▶ WORK INSTRUCTIONS:
From the items below, pull out every line that contains the word "jacket" and copy each one in full. Case counts when matching.

(begin)

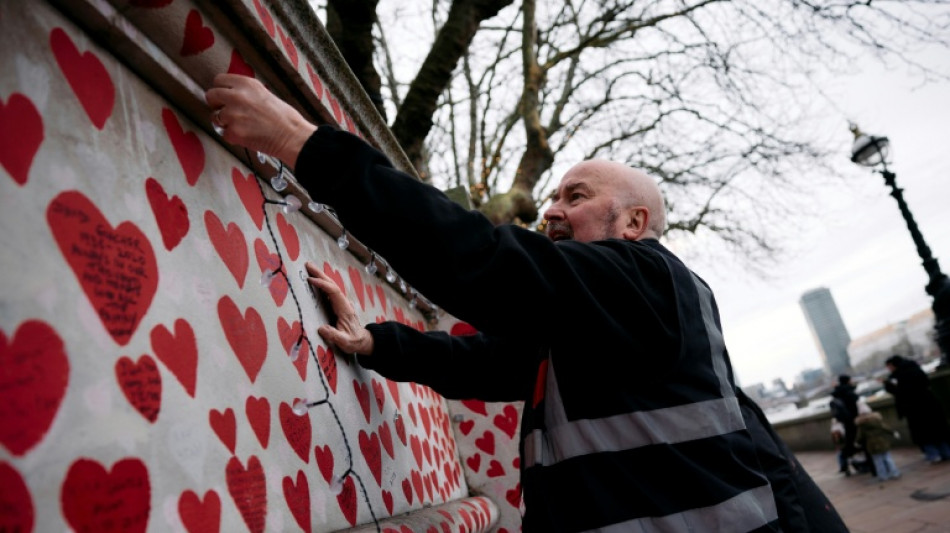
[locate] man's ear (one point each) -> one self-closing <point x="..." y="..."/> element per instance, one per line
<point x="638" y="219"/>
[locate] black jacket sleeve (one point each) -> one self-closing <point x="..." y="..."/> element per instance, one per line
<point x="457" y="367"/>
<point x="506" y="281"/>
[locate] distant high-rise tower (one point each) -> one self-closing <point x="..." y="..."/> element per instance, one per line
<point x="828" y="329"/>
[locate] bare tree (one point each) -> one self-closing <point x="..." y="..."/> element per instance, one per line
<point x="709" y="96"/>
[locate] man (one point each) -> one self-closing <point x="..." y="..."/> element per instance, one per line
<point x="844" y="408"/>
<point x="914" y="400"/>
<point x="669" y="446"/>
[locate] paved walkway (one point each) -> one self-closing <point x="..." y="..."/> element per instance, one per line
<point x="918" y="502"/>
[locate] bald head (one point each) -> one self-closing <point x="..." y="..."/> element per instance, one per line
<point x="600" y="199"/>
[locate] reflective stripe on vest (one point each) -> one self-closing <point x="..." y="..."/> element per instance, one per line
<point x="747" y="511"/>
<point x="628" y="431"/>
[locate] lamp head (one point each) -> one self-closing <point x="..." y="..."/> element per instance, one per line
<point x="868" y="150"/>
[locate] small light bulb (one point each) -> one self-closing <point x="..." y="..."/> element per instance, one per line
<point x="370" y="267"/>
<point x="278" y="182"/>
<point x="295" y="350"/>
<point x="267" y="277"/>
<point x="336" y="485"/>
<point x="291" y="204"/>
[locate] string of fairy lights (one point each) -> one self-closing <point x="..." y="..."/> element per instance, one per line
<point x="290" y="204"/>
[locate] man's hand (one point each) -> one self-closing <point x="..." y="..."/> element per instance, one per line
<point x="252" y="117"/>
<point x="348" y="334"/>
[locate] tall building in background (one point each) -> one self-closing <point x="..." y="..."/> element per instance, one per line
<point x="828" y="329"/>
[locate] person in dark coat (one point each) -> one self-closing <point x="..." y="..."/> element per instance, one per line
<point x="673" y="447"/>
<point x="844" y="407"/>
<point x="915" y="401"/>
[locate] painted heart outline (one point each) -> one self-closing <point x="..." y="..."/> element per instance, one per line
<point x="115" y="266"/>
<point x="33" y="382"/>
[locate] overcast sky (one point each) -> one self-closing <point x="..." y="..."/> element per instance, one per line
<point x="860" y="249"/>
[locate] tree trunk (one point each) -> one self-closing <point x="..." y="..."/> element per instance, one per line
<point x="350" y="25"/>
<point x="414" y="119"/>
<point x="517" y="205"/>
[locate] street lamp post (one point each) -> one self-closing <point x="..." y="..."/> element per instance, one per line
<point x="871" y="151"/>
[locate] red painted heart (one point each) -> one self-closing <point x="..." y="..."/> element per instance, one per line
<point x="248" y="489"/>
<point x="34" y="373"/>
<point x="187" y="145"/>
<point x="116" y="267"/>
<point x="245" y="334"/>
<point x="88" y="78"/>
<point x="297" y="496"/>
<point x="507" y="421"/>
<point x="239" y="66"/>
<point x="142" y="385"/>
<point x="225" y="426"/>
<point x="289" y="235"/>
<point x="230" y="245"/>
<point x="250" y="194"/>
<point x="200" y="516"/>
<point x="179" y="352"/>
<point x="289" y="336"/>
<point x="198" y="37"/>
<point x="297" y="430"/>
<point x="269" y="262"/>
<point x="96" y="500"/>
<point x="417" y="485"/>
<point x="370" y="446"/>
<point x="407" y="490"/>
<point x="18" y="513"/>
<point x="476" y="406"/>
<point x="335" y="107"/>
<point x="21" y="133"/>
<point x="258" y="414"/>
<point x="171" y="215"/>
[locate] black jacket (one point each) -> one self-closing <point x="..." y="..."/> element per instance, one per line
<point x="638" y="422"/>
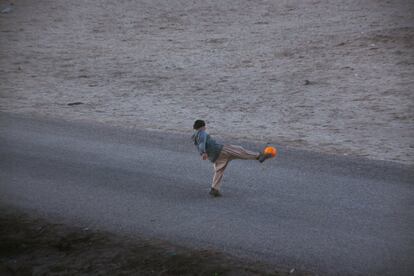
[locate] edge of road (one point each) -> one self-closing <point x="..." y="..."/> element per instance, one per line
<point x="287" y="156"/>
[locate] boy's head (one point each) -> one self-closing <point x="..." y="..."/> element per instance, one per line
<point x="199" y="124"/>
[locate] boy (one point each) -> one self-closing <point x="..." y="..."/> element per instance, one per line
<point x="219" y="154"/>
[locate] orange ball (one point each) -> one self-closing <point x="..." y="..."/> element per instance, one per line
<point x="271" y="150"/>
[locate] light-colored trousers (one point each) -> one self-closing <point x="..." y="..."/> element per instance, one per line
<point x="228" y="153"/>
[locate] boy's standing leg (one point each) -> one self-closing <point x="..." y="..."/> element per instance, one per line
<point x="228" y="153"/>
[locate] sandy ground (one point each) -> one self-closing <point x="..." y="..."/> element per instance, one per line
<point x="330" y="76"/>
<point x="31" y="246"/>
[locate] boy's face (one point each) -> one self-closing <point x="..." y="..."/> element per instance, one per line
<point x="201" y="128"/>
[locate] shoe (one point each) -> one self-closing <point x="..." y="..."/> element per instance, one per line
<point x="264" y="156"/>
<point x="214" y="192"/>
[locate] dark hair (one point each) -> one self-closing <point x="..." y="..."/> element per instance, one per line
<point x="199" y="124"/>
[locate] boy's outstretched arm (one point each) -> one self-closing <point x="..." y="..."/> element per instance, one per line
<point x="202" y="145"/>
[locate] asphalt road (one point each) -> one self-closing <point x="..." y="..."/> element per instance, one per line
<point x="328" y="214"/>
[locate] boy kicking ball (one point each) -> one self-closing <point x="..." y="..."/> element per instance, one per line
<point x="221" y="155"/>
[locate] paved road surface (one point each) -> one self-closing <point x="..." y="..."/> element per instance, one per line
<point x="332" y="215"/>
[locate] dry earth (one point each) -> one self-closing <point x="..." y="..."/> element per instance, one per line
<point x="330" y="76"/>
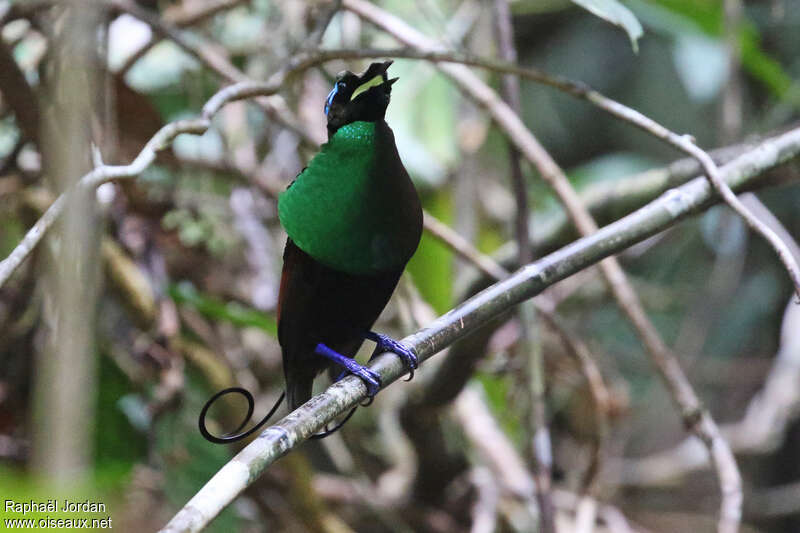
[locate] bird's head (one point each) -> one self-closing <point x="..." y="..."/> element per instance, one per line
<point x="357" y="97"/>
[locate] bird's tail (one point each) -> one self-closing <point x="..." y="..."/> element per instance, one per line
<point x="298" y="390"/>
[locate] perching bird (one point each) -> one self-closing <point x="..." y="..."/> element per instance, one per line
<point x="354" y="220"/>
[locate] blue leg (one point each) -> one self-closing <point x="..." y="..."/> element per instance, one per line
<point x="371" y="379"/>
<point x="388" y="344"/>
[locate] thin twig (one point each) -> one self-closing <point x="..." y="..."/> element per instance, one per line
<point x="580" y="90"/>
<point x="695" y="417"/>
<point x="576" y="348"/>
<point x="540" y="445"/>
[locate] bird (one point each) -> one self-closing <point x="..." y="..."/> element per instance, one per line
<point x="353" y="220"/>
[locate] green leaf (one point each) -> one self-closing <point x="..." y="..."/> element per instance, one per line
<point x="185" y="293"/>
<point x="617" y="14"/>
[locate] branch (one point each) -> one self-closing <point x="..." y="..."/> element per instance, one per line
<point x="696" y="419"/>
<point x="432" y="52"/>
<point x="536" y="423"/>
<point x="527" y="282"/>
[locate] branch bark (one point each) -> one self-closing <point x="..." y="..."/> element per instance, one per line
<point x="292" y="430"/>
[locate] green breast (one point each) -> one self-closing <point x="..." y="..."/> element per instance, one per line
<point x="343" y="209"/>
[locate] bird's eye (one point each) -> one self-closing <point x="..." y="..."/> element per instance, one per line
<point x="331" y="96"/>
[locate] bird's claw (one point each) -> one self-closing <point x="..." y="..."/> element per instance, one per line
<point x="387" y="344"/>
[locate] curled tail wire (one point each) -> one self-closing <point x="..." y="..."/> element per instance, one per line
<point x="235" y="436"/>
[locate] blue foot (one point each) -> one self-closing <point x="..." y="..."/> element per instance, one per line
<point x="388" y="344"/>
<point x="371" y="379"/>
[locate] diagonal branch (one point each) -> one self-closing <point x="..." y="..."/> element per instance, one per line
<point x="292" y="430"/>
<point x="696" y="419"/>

(end)
(begin)

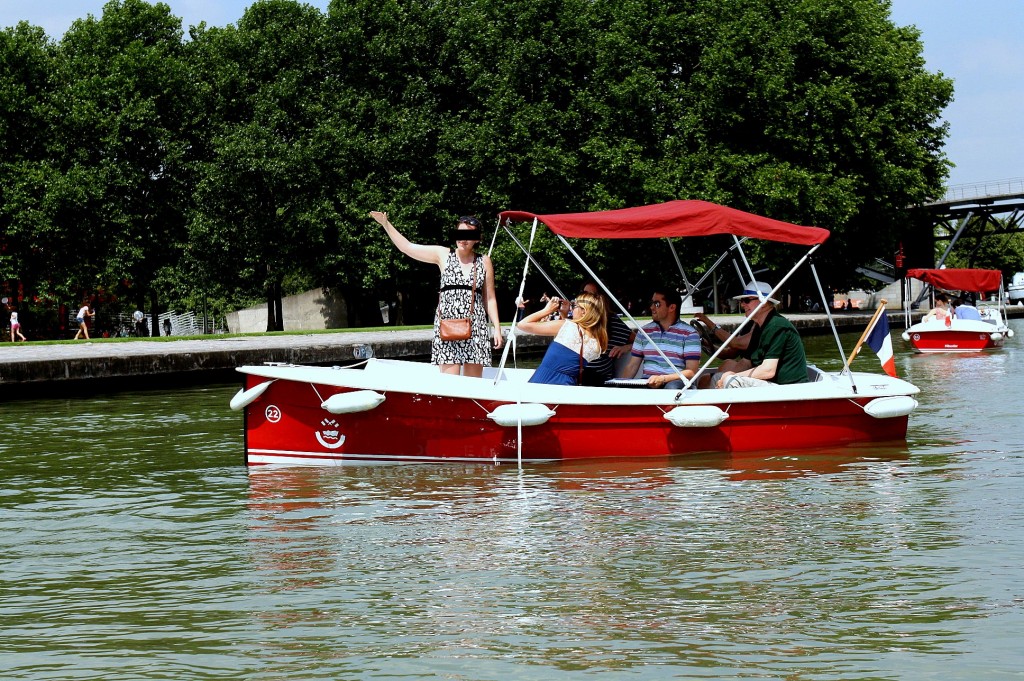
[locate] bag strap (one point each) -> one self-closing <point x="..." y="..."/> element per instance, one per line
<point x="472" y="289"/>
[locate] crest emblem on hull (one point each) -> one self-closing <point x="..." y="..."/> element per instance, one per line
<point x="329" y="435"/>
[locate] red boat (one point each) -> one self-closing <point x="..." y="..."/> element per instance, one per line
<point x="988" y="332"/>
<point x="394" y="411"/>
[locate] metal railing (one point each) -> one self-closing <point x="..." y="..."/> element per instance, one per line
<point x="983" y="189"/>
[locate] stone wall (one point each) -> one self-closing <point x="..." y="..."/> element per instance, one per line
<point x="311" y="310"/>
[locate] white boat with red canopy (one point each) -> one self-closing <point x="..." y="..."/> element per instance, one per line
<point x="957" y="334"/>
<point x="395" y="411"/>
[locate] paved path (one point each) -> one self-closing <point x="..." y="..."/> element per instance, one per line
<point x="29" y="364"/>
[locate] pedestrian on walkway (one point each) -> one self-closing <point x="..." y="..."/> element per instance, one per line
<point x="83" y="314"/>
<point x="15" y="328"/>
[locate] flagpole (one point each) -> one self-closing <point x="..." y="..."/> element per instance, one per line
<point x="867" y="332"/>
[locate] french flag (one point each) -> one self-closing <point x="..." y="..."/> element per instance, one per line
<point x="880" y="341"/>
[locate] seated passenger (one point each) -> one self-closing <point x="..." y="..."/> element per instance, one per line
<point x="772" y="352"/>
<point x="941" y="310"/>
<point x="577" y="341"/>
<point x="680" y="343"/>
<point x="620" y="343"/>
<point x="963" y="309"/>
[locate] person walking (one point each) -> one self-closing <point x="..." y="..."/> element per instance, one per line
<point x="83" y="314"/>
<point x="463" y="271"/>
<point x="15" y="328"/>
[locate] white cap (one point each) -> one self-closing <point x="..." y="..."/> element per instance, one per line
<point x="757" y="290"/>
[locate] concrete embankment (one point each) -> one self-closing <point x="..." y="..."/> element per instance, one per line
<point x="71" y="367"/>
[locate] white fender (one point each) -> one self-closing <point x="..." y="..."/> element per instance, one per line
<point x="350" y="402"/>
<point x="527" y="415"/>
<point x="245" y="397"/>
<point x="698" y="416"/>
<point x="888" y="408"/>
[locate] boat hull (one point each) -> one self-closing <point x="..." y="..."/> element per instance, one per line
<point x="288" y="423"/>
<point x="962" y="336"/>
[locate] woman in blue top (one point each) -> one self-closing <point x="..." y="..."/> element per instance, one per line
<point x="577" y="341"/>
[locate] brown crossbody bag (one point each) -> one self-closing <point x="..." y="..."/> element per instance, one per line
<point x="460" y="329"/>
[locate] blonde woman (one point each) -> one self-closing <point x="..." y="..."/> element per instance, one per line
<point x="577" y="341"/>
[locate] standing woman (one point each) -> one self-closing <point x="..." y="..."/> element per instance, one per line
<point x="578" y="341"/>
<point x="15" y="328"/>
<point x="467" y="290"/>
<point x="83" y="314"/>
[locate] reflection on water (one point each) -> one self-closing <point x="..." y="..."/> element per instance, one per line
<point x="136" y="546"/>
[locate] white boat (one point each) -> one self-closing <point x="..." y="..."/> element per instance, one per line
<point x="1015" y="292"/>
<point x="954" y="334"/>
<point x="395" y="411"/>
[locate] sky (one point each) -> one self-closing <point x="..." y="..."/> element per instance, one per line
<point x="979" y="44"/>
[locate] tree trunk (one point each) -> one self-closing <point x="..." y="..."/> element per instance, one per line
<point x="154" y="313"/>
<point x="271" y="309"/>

(end)

▶ COMPLETE RESPONSE:
[locate] black jacket sleeve (one point each) -> one self-closing <point x="..." y="..."/> element per instance, one per line
[locate] black jacket (one point each) -> one self-closing <point x="..." y="..."/> element per instance, one per line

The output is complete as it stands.